Goal: Take the lines from the one containing "Find every instance of the dark" through the final line below and restate them exactly. Omit the pictures.
Start Input data
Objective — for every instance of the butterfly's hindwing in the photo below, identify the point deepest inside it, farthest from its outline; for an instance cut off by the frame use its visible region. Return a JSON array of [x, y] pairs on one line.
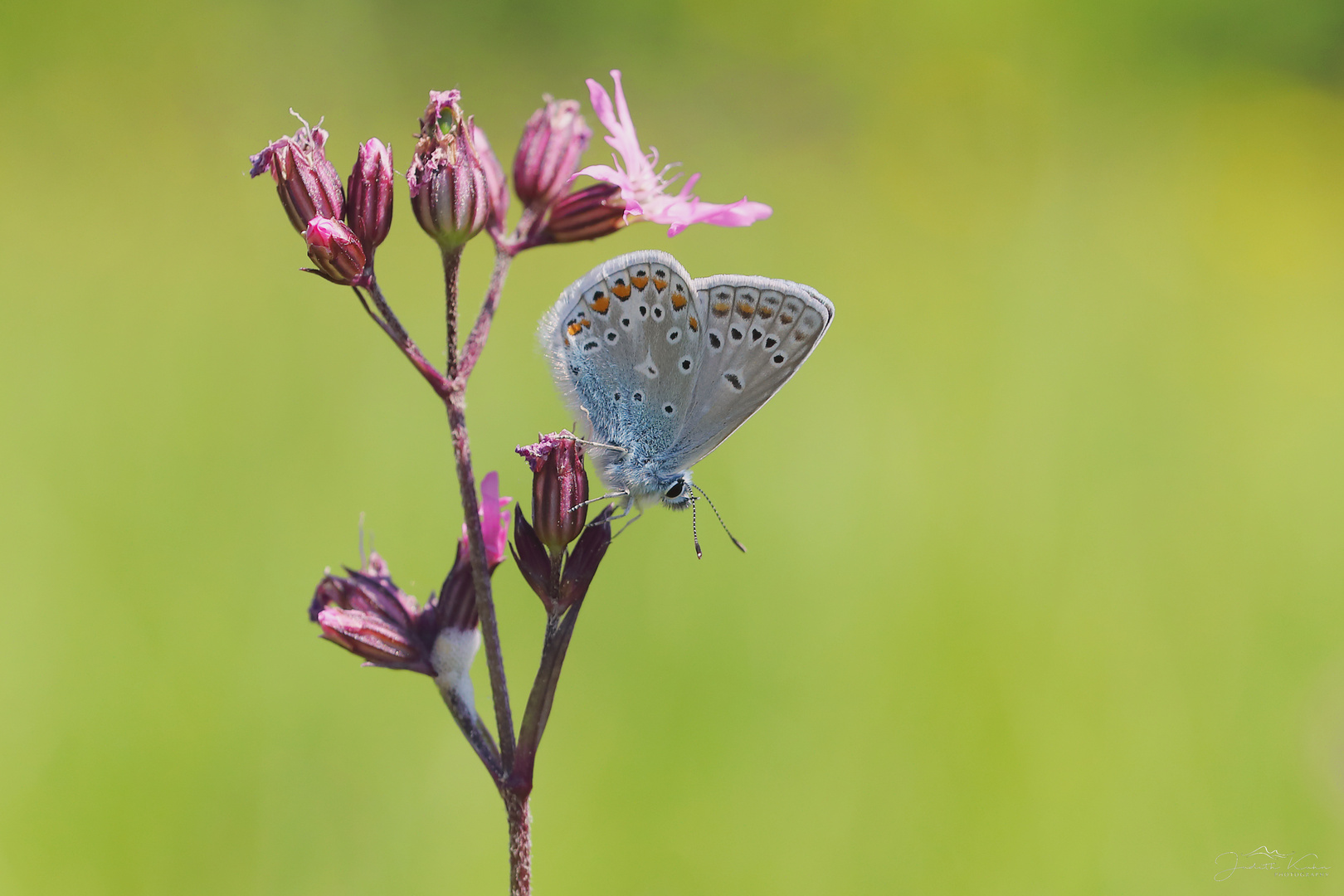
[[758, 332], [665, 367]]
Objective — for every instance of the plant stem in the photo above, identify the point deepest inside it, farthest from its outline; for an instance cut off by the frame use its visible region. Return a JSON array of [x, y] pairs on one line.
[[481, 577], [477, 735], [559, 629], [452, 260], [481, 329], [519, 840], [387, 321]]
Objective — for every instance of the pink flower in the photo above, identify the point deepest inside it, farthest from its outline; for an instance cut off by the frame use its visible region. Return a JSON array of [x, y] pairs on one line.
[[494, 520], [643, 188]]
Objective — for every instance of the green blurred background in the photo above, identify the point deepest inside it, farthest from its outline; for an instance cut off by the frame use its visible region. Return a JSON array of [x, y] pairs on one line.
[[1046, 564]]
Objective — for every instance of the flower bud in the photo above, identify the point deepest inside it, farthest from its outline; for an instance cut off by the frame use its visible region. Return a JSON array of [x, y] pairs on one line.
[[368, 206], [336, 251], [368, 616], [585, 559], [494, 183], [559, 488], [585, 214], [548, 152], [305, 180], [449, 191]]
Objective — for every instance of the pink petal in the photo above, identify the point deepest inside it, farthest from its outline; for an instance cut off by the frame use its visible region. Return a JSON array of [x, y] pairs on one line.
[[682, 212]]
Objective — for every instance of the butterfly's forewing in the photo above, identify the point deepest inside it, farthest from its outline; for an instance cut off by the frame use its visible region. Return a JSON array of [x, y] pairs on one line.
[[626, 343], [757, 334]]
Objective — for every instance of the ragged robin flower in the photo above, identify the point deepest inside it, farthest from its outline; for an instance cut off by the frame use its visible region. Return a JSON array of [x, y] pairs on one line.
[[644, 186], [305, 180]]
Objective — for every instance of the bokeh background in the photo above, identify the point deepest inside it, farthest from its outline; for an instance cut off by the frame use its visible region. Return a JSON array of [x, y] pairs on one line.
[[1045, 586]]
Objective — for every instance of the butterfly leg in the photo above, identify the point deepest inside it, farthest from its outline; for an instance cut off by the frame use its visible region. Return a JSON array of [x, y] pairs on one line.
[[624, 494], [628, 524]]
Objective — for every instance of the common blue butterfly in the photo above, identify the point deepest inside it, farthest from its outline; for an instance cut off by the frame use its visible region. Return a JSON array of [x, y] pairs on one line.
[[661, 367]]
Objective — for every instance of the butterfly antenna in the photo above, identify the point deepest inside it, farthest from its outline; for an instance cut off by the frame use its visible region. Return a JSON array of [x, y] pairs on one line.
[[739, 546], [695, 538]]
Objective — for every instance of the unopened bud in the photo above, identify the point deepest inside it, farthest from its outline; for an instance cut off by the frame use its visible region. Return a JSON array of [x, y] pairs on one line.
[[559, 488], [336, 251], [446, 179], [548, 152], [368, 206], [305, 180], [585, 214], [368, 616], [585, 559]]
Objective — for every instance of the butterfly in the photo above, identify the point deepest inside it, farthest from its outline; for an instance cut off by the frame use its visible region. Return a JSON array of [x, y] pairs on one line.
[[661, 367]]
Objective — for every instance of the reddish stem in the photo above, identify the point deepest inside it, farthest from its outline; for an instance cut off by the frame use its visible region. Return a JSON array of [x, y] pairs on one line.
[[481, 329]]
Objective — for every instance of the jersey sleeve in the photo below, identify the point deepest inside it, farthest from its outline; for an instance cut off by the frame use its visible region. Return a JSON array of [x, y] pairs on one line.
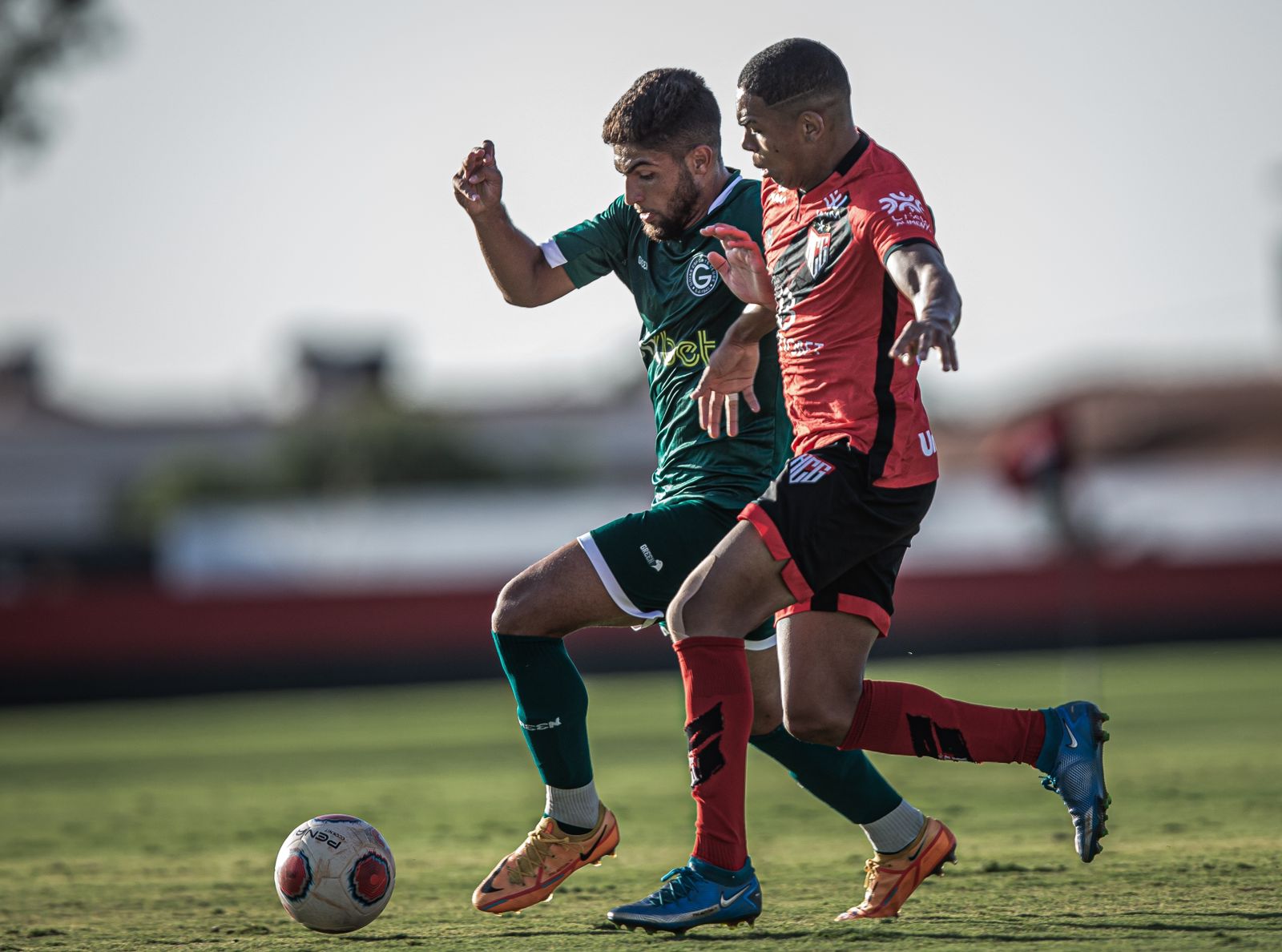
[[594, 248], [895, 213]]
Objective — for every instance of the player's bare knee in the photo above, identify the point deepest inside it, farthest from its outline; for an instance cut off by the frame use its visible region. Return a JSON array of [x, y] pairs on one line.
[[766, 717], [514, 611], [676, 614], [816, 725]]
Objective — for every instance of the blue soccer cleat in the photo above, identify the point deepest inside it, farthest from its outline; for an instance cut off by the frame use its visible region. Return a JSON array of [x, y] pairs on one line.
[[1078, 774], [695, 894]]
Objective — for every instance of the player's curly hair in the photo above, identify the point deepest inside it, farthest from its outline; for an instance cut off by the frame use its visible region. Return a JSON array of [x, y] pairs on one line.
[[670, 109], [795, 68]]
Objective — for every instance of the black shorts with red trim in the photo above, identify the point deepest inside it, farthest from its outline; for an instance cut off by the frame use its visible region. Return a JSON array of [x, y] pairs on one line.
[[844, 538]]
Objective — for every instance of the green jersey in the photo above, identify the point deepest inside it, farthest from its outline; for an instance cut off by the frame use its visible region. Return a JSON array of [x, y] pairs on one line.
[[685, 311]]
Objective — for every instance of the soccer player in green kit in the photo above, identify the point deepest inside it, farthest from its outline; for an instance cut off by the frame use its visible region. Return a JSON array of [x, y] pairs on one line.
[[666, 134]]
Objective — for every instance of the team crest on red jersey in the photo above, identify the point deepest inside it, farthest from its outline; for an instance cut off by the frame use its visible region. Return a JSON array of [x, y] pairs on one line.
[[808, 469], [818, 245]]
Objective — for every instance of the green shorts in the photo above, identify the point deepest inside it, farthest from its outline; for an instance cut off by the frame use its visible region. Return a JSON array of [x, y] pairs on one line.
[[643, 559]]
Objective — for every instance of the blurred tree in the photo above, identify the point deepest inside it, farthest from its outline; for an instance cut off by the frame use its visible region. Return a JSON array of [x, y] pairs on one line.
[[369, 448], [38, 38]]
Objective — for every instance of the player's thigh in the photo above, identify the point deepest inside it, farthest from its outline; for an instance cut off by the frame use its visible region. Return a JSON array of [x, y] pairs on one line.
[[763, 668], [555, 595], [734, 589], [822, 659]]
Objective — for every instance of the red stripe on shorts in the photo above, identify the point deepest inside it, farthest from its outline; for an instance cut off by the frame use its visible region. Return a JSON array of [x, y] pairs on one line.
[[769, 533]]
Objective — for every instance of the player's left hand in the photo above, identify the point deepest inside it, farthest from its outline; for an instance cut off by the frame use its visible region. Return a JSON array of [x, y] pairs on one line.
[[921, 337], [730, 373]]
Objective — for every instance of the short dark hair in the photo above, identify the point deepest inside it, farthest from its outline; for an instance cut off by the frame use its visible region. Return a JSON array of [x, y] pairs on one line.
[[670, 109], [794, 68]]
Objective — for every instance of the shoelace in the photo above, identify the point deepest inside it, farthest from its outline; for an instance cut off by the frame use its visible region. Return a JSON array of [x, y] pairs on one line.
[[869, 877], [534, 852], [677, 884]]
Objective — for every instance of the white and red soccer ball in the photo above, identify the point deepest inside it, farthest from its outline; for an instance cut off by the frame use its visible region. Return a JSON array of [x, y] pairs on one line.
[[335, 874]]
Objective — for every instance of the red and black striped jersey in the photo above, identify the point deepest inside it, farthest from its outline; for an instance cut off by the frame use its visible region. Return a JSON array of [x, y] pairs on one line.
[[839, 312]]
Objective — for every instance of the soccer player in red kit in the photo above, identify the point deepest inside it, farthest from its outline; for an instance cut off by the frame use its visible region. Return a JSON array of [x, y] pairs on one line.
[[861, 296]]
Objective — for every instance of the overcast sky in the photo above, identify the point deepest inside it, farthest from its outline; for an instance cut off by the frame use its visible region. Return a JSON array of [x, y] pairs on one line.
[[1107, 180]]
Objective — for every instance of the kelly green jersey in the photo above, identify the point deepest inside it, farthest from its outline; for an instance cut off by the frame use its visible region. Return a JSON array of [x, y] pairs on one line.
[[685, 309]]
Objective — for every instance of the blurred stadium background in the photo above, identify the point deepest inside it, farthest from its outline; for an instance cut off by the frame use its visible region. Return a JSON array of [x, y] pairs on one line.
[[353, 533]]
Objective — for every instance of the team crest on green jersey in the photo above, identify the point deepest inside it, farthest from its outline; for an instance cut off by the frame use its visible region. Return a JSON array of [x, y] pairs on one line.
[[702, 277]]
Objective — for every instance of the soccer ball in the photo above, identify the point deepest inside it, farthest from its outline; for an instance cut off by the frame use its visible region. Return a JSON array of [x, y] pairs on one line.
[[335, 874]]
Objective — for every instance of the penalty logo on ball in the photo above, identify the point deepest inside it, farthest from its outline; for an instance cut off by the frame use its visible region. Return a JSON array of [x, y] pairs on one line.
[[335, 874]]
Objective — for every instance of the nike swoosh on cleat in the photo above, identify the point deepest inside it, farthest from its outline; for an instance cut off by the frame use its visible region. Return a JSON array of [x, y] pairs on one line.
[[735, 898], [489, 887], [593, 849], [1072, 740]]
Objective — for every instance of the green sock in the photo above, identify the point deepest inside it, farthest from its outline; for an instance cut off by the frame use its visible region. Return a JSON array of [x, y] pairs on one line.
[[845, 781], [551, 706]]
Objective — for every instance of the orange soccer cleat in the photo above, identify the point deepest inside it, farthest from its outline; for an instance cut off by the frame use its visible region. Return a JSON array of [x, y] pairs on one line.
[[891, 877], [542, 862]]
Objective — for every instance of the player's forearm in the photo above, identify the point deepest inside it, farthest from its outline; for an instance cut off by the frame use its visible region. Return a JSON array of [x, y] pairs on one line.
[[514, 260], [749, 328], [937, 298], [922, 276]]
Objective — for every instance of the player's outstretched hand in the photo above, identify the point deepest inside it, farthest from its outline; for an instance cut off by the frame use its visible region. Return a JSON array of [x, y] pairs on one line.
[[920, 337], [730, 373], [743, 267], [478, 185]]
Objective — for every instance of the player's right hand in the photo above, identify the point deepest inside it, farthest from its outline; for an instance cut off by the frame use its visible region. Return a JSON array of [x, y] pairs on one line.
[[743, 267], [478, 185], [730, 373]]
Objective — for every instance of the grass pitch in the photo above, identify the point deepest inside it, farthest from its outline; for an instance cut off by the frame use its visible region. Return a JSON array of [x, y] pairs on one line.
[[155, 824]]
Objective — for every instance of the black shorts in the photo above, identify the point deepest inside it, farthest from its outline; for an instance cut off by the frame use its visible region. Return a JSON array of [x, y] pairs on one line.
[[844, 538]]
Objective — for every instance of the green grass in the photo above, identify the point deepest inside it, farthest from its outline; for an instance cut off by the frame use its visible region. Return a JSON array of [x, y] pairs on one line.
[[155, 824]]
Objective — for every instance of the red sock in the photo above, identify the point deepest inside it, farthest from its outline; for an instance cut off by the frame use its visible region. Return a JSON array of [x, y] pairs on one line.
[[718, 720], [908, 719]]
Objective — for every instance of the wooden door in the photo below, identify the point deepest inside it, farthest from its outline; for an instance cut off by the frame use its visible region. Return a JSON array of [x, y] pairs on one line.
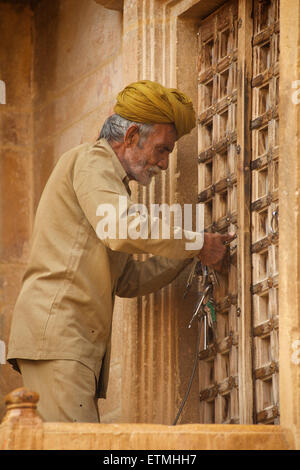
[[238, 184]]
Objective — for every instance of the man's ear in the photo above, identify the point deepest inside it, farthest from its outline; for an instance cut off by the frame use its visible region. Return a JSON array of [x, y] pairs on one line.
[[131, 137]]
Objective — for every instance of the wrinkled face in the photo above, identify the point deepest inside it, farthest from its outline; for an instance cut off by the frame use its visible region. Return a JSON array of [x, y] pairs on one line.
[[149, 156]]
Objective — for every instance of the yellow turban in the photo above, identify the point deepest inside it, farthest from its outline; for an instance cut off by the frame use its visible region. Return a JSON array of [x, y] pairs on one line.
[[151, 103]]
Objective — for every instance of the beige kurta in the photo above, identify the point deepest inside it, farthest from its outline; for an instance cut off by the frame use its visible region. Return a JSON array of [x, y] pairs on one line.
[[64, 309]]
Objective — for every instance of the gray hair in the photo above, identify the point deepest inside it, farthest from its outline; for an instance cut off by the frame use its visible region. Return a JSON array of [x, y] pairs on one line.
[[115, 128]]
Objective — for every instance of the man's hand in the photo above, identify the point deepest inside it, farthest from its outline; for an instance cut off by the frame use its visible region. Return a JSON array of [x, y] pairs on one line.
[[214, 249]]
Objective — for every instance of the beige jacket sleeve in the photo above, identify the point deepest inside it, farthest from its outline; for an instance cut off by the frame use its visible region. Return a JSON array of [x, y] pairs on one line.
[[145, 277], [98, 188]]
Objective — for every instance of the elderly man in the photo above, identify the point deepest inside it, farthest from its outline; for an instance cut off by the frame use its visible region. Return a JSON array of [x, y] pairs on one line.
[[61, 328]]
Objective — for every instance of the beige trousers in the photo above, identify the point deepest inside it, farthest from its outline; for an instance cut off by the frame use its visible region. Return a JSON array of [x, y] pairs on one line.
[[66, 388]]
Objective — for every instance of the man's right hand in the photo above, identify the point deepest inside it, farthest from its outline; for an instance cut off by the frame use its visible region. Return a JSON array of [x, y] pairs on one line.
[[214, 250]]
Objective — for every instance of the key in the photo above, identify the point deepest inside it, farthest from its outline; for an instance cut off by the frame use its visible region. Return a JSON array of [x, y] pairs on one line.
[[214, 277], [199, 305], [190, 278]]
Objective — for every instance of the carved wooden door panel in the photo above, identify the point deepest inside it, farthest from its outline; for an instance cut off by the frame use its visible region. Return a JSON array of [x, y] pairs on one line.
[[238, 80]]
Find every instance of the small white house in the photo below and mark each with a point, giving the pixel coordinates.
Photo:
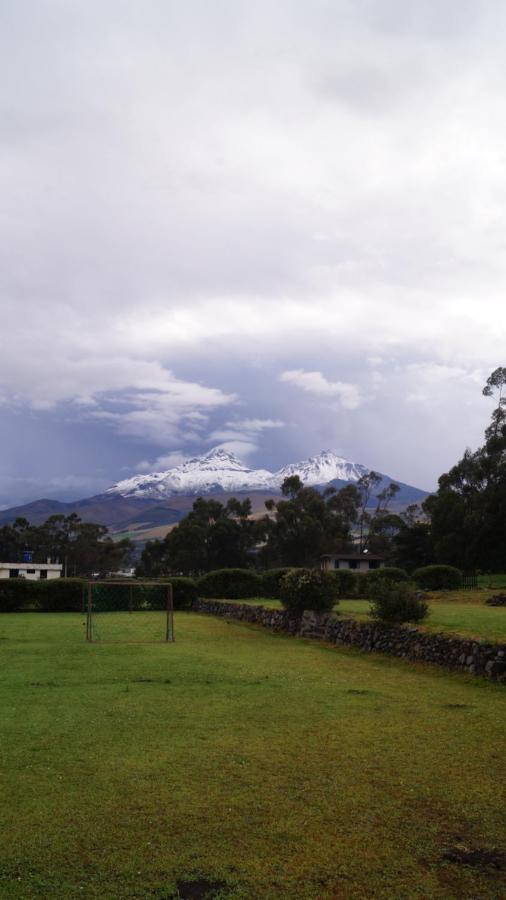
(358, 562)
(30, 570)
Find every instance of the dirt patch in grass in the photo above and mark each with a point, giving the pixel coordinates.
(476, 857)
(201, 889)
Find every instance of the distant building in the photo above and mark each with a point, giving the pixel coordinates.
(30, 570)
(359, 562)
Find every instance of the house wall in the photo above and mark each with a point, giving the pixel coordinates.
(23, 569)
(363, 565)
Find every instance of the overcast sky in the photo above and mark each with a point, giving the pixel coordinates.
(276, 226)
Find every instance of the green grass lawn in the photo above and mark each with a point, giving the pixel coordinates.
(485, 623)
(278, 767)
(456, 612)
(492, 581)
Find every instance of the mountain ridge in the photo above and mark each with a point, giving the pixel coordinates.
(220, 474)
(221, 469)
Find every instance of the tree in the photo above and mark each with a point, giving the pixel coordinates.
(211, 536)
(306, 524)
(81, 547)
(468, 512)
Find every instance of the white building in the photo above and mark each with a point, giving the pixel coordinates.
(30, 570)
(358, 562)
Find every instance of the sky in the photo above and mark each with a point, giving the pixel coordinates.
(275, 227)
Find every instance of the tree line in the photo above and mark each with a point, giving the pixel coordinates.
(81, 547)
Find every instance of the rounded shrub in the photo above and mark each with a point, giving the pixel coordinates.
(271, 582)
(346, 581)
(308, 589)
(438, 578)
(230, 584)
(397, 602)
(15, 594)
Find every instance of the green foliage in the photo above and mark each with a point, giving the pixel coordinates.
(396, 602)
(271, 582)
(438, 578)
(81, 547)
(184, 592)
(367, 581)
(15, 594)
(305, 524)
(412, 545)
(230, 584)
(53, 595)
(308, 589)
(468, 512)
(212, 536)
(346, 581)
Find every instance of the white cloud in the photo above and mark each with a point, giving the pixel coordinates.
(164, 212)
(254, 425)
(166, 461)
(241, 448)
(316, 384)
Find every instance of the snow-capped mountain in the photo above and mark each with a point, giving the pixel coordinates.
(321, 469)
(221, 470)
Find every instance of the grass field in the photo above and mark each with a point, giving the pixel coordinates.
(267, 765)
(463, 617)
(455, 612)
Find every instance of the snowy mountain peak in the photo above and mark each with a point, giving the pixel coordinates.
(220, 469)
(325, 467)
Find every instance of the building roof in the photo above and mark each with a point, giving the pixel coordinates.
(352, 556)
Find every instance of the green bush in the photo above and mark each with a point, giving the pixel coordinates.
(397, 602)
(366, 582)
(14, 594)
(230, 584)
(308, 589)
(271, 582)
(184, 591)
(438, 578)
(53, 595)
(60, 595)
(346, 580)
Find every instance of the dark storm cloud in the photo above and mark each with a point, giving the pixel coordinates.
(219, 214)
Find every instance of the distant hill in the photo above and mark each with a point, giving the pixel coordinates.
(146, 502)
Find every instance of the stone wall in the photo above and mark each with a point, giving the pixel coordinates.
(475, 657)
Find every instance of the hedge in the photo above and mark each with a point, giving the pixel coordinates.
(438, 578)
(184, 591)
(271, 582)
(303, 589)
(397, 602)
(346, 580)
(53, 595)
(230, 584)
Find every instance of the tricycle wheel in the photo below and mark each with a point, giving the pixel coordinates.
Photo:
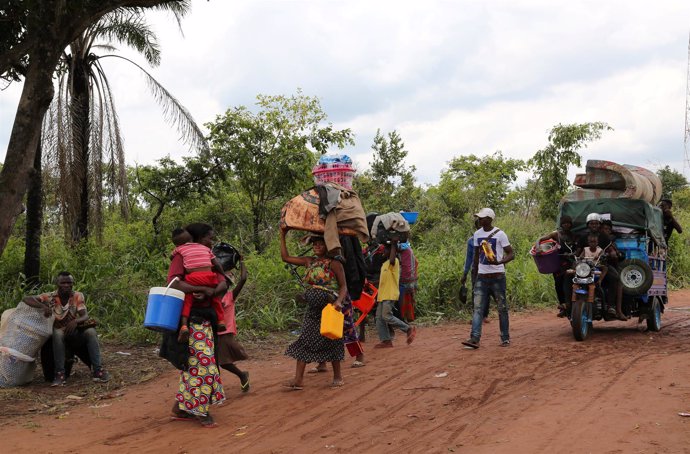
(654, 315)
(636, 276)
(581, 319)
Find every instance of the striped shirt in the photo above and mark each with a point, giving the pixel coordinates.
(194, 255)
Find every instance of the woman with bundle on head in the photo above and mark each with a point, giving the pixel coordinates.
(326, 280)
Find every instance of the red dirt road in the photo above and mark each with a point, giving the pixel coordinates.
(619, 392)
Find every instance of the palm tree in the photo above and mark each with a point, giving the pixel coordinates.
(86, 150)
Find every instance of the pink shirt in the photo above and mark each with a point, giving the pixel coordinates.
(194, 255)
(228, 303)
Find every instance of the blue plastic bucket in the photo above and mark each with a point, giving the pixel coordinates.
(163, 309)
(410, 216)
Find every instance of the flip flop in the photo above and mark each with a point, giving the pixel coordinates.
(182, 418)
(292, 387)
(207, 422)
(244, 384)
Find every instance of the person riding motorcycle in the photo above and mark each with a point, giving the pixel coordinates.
End Input data
Answer to the task:
Find every instance of the dark storm cloud in the photo above and mark each with a point, giving the pixel coordinates.
(219, 214)
Find every instance of the distant hill in the photo above and mark each with a point, giving the pixel coordinates.
(146, 502)
Find every instance of the stone wall in the photo above and mark each with a point, giving the pixel coordinates.
(475, 657)
Find every instance of the hedge in the photo above and mark each with a point, giving the pixel coordinates.
(438, 578)
(184, 591)
(271, 582)
(303, 589)
(397, 602)
(346, 580)
(53, 595)
(230, 584)
Find every instance of the tricycle wheel in the photo below and mark each with a point, giving the pixel coordinates.
Photo:
(654, 315)
(636, 276)
(581, 319)
Find every instance of the striped shirt in the photo above and mark each with a point, giving the pixel coordinates.
(194, 255)
Find every instance of the woman with bundle on head in the photo above and mark each with a point, giving the pixel coordinates.
(326, 280)
Find every instance of the red dirt road in the photo above and mark each with a point, giving the pixel coordinates.
(619, 392)
Find every instance of the palm tree in the photo above and mark each with a point, giving the pixel coordinates.
(86, 150)
Find every instance of the pink shirt in the photo above and mark each with a point, giving the pixel coordinates.
(194, 255)
(228, 303)
Find every instance of the blue plastic bucket in the photo above and mark each with a point, giving the pixel coordinates.
(163, 309)
(410, 216)
Find every instance of the flip flop in the photo above and mark each with a point, giving the pixel coordinates.
(182, 418)
(292, 387)
(207, 422)
(244, 384)
Find every instance of the person riding motorcycle in the photo above and mark each with a point, giving the pixel coordinates.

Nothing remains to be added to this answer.